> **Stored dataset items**
#####

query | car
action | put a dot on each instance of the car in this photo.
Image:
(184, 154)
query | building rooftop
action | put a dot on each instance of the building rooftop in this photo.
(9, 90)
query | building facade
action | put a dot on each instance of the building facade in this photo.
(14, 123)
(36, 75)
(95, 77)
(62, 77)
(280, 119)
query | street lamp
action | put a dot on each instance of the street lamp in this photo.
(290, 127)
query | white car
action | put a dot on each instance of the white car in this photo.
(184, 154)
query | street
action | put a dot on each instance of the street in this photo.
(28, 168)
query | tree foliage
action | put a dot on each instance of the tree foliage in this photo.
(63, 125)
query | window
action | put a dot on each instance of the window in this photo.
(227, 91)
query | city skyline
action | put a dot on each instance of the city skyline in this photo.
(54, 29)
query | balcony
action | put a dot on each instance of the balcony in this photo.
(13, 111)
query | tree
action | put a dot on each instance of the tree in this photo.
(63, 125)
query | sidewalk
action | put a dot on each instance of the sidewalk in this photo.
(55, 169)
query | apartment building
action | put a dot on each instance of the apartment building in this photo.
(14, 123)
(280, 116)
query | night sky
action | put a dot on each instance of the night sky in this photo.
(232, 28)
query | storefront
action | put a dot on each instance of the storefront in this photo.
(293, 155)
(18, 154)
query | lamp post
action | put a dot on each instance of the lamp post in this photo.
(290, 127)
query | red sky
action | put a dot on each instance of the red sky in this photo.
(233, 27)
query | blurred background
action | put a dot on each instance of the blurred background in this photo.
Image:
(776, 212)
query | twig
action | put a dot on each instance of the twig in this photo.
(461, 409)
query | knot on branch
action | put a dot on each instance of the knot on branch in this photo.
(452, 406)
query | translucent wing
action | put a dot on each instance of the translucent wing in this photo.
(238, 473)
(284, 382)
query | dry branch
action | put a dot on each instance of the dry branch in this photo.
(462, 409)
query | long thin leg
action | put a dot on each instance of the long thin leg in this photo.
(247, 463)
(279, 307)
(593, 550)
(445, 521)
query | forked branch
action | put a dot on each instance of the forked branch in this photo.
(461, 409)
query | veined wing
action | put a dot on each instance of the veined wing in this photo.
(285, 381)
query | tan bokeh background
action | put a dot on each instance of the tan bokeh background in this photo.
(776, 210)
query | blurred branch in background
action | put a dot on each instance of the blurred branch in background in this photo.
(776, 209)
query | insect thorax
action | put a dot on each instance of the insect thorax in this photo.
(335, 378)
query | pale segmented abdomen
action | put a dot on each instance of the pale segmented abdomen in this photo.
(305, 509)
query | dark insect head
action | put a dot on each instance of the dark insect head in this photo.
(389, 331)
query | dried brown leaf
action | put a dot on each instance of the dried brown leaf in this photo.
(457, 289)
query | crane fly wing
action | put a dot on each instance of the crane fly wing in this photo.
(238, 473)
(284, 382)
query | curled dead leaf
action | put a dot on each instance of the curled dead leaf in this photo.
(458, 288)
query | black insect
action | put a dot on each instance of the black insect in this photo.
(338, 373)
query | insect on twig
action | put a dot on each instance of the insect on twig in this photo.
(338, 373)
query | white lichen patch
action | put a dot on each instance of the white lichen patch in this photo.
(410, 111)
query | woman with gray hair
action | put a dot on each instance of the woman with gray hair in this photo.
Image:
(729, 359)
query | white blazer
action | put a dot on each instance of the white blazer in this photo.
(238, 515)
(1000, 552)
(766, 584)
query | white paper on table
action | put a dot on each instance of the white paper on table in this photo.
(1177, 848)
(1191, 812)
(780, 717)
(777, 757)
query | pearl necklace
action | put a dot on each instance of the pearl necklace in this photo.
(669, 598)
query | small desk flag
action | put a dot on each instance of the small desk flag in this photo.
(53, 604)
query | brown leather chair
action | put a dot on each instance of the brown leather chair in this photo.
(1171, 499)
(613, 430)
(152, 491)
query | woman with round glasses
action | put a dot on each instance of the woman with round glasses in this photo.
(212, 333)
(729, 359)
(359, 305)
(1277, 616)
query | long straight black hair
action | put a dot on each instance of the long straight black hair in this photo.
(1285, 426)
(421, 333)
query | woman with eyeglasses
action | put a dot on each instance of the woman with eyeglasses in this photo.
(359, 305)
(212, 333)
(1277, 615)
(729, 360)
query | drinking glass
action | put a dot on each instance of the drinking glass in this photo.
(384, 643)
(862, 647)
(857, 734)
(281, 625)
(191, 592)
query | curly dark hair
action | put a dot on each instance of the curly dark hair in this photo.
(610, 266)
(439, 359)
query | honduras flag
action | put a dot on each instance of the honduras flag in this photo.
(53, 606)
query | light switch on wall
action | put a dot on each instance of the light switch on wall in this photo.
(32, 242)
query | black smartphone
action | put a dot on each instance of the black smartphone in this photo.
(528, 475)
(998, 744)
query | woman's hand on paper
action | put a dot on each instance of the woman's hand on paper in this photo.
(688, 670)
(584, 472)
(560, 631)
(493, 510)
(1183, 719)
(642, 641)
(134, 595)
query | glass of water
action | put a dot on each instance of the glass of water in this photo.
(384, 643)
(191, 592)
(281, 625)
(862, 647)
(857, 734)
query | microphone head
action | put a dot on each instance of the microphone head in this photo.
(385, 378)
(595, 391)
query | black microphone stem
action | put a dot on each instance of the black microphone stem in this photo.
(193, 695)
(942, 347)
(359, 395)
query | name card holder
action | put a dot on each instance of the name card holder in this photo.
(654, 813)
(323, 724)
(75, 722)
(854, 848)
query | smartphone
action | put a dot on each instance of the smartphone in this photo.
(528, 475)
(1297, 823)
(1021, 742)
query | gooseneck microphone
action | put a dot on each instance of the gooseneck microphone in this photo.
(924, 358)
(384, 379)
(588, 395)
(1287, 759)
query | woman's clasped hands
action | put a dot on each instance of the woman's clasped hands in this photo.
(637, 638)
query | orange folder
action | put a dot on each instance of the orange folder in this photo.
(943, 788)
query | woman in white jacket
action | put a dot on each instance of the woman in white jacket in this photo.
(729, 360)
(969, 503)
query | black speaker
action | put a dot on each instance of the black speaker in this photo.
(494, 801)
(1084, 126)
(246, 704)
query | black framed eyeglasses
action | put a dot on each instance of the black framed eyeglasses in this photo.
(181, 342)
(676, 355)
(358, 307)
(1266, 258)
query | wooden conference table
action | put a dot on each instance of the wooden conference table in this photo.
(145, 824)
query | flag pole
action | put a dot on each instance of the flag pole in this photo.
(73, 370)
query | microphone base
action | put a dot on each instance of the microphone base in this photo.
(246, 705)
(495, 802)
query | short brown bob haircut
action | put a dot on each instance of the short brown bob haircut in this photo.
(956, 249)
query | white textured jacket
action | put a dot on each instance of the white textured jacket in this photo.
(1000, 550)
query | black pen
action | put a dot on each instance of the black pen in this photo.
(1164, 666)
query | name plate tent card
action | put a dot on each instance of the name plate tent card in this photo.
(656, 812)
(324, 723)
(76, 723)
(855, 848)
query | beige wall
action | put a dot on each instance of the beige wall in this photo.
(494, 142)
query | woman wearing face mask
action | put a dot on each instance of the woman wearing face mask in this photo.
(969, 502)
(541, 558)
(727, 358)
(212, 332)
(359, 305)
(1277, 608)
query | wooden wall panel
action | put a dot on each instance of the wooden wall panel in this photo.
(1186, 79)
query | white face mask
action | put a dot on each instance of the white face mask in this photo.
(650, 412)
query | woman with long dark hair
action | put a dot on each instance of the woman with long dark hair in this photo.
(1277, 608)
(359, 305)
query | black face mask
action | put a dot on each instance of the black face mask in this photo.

#####

> **ACTIVITY**
Copying word for word, give each line of the data above from the first one through the line containing "query | apartment building", and nothing else.

> **TASK RESULT**
query | car
action | put a dot on each instance of the car in this photo.
Image:
(184, 154)
query | building rooftop
action | put a dot on each instance of the building rooftop in this photo.
(9, 90)
query | building facade
action | put a dot on each instance of the building facade in this photo.
(14, 123)
(36, 75)
(95, 77)
(62, 77)
(280, 119)
query | street lamp
action | put a dot on each instance of the street lamp in this photo.
(290, 127)
query | white car
action | put a dot on each instance of the white car in this photo.
(184, 154)
query | street
action | put a dot on each instance of the street in this photo.
(28, 168)
query | tree foliage
action | put a dot on each instance of the tree foliage in this photo.
(63, 125)
query | window
action | put a dot on each instance of the window in this photo.
(227, 91)
query | city skyline
action | put a dot on each instance of the city skyline in this photo.
(54, 29)
query | balcony
action | put a dot on each instance of the balcony in this photo.
(13, 111)
query | tree
action | put a dot on each instance of the tree in this photo.
(63, 125)
query | sidewalk
action | put a dot on each instance of the sidewalk in this photo.
(55, 169)
query | apartment building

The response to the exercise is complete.